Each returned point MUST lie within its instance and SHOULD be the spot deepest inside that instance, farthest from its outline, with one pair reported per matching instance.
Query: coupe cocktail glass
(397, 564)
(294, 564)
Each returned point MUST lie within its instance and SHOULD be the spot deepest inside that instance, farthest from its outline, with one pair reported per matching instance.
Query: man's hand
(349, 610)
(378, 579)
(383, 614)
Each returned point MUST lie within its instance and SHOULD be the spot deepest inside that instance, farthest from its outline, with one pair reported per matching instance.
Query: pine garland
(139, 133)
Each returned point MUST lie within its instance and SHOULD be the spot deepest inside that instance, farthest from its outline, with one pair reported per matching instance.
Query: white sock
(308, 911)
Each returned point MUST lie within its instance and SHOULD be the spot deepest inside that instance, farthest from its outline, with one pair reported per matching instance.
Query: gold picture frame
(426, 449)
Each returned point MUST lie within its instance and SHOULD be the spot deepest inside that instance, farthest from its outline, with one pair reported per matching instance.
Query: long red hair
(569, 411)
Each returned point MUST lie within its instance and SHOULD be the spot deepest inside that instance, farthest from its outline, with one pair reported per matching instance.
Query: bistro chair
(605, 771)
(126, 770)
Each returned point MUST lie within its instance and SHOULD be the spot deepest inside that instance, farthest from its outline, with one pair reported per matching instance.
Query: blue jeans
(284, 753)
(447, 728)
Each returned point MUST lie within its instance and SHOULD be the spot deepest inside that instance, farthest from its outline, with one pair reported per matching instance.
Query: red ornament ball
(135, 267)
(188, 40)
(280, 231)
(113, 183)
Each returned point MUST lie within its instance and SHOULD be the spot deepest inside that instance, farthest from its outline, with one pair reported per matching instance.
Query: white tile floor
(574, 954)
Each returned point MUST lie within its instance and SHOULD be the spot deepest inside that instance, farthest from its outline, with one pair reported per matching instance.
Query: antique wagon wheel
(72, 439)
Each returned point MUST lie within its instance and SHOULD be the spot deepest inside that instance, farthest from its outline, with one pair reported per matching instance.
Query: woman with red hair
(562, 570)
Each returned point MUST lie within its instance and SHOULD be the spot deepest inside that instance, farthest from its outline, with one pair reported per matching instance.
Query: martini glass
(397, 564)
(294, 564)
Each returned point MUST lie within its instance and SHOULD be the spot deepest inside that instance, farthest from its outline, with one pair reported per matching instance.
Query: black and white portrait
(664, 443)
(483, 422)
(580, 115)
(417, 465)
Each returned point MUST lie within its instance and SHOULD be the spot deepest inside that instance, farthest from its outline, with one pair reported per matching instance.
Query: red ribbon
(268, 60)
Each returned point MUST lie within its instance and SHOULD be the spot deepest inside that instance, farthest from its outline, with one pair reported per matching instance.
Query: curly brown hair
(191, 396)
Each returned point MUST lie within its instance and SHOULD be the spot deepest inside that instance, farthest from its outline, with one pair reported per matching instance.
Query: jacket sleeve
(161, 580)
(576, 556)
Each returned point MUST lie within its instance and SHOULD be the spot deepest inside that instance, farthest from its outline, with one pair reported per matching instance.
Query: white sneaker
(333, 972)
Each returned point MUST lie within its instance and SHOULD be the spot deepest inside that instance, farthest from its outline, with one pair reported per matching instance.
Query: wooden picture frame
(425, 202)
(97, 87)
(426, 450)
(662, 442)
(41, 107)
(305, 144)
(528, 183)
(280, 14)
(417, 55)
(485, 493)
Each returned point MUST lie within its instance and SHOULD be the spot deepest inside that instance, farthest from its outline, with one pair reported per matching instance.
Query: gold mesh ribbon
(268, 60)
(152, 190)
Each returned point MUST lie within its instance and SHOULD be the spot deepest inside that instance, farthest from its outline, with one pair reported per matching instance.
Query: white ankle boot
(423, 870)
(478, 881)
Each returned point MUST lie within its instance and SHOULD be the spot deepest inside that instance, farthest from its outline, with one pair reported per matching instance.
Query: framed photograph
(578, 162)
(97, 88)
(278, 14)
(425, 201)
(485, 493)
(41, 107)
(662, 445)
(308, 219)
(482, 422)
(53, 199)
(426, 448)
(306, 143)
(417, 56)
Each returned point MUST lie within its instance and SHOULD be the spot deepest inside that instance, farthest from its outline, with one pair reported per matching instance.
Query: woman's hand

● ● ● ● ●

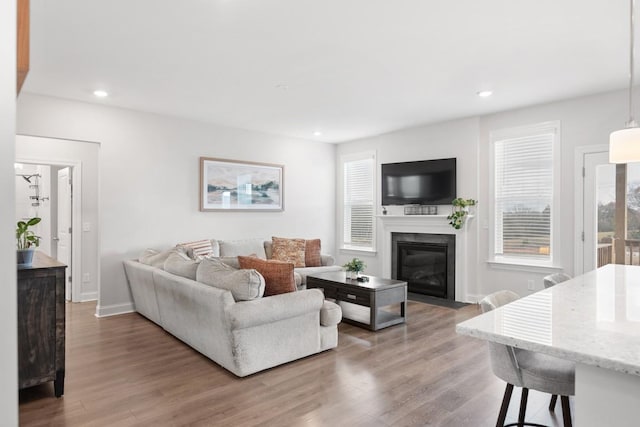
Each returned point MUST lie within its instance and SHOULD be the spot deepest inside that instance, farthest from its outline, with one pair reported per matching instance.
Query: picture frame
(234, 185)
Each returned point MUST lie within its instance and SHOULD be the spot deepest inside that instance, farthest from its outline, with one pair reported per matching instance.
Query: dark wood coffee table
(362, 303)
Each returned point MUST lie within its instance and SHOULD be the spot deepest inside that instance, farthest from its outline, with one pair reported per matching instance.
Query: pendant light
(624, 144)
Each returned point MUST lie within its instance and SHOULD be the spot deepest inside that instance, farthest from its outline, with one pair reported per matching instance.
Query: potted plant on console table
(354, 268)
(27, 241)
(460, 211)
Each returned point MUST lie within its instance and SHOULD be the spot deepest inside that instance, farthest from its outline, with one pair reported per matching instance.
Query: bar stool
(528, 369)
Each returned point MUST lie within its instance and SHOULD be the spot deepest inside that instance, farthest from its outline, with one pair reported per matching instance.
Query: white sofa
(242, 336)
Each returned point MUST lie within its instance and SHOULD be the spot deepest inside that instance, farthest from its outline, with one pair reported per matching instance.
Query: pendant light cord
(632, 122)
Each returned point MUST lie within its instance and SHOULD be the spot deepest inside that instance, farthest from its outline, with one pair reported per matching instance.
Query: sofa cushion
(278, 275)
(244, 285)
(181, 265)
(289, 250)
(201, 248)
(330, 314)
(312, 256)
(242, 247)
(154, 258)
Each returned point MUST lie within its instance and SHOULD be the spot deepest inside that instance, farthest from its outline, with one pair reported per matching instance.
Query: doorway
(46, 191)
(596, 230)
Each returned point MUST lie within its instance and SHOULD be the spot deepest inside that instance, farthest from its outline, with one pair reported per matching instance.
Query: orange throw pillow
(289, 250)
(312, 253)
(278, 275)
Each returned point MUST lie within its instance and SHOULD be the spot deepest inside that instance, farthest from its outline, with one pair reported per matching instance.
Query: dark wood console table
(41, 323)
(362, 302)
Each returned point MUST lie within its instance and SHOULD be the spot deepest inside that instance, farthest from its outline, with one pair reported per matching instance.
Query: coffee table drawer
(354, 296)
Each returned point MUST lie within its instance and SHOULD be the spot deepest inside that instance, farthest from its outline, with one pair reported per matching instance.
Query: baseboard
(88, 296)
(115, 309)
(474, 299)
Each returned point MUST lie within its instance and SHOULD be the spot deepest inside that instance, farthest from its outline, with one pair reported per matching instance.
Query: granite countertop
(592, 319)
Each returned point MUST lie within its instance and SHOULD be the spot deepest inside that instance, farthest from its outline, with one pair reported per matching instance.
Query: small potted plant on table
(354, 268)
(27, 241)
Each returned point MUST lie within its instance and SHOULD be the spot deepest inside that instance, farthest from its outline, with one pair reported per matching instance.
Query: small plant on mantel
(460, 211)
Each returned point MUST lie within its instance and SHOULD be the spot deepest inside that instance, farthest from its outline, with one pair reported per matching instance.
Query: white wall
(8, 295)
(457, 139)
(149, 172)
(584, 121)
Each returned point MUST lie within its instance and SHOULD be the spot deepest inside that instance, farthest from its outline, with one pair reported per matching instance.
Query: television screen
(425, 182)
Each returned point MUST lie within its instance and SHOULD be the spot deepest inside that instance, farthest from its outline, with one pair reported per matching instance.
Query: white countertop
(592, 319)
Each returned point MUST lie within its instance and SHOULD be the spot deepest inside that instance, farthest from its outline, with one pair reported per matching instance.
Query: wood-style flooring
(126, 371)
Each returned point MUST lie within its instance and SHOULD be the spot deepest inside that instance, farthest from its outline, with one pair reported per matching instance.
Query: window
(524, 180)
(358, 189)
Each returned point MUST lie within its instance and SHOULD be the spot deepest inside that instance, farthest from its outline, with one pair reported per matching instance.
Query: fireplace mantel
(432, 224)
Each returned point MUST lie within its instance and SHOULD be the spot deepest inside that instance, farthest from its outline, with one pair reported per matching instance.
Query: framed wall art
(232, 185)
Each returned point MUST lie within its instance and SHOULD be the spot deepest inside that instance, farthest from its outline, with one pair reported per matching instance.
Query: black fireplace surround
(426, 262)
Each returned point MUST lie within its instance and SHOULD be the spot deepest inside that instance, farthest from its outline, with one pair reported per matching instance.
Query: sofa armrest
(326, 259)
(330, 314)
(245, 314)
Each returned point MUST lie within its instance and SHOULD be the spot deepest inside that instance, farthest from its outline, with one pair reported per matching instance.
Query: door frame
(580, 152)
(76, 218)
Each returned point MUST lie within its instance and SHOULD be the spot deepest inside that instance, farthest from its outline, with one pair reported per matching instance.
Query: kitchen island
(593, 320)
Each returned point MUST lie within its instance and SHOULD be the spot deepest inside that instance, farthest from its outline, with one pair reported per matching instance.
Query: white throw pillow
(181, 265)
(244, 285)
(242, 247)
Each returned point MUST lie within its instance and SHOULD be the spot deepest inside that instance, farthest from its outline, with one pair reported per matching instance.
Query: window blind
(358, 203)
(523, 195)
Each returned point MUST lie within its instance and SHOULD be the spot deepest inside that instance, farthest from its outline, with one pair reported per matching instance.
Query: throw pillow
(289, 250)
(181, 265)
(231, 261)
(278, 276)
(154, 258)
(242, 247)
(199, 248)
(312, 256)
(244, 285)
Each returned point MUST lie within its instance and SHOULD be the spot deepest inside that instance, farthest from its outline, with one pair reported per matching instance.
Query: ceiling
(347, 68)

● ● ● ● ●

**Task to carry out:** Report every line in the records above that contains the word "countertop", copying each line in full.

**Written response:**
Query: granite countertop
Query: white countertop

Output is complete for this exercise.